# [EXERCISE OBJECTIVE]
Respond with exact copies of the lines running from the line that contains "Reviewer note: check that every instance of the window" to the end of the material.
━━━━━ RECORDS SUPPLIED
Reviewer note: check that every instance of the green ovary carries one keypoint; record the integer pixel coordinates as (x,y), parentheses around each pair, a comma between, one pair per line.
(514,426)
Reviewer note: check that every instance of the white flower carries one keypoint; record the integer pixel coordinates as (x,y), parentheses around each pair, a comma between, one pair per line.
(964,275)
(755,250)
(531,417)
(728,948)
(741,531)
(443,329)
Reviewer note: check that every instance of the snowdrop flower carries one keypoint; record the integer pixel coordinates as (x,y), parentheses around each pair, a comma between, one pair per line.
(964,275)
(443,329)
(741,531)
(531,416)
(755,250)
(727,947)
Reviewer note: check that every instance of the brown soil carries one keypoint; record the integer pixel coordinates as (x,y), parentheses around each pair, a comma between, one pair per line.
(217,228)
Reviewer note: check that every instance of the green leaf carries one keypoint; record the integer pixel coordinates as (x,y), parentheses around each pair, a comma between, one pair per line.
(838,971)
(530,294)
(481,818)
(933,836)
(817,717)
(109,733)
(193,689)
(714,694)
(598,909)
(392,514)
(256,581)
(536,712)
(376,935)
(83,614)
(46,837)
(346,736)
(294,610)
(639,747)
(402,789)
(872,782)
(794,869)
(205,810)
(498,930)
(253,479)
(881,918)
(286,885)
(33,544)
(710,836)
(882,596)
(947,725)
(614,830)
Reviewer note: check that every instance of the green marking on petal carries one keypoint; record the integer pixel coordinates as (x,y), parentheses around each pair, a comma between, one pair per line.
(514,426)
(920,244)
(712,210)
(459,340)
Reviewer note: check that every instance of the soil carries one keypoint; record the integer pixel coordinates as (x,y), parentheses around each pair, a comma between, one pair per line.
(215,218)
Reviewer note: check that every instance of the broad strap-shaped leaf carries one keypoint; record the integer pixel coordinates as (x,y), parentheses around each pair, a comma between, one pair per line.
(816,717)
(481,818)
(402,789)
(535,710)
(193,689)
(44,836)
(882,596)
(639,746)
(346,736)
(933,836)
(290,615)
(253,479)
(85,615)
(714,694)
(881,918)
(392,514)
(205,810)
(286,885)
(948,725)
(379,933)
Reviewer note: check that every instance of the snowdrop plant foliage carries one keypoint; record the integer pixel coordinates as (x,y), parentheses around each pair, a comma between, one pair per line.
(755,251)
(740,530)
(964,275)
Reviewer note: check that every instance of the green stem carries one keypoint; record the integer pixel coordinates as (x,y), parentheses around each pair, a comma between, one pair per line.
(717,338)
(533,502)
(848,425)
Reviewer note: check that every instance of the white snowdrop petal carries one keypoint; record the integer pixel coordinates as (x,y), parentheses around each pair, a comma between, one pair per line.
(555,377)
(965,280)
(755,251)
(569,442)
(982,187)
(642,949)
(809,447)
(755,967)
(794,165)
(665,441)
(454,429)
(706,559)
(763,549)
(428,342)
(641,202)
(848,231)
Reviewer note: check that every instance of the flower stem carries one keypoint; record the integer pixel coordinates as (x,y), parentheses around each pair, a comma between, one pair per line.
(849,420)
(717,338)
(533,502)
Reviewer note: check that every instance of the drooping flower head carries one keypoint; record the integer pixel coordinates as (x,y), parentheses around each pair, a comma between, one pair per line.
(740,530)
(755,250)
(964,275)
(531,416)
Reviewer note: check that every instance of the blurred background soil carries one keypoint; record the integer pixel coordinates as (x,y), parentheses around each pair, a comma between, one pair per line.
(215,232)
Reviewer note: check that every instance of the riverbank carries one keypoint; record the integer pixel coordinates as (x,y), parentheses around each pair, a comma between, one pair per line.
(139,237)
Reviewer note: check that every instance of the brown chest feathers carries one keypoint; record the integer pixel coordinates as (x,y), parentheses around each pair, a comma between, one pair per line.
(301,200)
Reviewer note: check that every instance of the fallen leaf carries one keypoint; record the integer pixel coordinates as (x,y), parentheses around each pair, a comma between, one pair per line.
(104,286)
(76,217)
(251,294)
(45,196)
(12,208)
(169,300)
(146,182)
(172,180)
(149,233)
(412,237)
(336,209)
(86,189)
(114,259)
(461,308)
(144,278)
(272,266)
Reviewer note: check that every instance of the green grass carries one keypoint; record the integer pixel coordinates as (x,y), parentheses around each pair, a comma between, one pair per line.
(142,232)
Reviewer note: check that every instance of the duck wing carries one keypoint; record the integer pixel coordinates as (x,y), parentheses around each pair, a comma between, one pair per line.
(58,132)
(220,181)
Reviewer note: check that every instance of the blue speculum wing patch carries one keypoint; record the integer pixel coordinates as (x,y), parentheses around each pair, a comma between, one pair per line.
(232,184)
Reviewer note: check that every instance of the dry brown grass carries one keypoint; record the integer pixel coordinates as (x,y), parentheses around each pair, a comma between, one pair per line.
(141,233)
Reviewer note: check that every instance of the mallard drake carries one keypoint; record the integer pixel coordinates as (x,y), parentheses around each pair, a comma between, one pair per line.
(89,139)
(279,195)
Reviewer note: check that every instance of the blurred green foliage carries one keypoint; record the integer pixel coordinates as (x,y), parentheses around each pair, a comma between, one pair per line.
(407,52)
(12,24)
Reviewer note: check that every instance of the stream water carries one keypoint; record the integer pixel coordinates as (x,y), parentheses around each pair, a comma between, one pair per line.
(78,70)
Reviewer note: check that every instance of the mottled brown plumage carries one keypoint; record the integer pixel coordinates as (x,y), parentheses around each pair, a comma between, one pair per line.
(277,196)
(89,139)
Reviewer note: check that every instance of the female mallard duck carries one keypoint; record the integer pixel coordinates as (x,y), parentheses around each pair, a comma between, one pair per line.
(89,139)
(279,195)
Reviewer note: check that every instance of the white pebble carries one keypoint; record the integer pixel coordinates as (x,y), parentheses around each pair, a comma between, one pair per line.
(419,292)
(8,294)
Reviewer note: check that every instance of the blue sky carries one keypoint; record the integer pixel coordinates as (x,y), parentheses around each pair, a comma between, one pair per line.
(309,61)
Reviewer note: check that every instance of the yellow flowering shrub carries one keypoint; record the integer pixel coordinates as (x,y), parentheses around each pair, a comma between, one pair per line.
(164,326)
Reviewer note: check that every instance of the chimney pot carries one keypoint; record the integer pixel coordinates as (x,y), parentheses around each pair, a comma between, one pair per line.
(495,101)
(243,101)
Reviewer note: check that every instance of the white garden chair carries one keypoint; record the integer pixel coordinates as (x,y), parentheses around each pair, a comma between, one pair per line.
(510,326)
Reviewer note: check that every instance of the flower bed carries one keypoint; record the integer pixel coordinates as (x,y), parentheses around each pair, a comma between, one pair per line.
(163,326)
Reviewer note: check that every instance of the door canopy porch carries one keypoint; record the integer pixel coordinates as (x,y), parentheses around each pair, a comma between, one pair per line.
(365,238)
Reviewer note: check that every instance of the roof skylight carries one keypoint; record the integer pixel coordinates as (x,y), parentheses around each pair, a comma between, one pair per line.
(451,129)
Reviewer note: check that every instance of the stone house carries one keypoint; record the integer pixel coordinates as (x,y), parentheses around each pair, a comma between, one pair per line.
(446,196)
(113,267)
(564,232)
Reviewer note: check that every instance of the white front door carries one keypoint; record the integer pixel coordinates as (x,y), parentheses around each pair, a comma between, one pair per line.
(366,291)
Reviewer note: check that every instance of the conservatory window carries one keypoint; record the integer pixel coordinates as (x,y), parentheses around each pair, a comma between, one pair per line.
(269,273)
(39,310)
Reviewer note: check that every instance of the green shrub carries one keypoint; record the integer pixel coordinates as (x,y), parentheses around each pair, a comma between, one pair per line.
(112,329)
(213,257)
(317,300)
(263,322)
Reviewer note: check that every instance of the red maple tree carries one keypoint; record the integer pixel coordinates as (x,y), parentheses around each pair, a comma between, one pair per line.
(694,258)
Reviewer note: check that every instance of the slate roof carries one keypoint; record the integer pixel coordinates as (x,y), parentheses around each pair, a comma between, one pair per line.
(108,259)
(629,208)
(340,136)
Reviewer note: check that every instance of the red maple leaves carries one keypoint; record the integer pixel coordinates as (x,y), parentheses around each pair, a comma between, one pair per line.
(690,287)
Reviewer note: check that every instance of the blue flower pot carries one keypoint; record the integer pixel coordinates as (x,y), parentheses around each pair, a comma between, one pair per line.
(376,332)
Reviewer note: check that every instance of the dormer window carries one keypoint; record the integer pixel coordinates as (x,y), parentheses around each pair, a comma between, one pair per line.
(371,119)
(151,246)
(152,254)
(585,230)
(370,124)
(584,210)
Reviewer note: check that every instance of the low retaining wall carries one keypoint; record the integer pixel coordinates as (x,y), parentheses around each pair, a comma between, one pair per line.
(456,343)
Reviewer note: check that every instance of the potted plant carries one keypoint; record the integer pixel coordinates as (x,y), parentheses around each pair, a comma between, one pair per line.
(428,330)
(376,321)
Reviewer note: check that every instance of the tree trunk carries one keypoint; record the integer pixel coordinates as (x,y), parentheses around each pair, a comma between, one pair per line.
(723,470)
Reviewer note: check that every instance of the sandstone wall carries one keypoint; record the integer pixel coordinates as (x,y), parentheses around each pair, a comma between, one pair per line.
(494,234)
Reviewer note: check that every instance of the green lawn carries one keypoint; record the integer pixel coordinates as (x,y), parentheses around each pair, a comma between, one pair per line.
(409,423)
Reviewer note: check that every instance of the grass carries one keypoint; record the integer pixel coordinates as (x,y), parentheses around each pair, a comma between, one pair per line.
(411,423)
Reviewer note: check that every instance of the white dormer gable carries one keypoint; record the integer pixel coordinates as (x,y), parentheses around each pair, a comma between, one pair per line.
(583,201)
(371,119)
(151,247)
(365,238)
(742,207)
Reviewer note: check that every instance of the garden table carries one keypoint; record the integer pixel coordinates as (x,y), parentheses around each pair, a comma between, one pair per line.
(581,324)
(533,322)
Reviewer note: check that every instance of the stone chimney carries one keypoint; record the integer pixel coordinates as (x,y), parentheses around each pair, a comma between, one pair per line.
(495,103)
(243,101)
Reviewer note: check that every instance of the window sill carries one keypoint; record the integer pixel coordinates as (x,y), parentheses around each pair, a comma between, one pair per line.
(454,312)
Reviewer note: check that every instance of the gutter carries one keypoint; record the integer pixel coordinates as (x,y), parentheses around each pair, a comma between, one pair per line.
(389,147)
━━━━━━━━━━
# [EXERCISE SOLUTION]
Reviewer note: check that every instance of the window sill carries one keypoint; record the integer pixel coordinates as (x,y), parentheses around each pair, a comma between, one pair per line.
(454,312)
Reviewer note: check that every instance of the gutter carries one keypoint; record the integer pixel coordinates as (x,y), parentheses around each pair, a comma between, one pair per line.
(389,147)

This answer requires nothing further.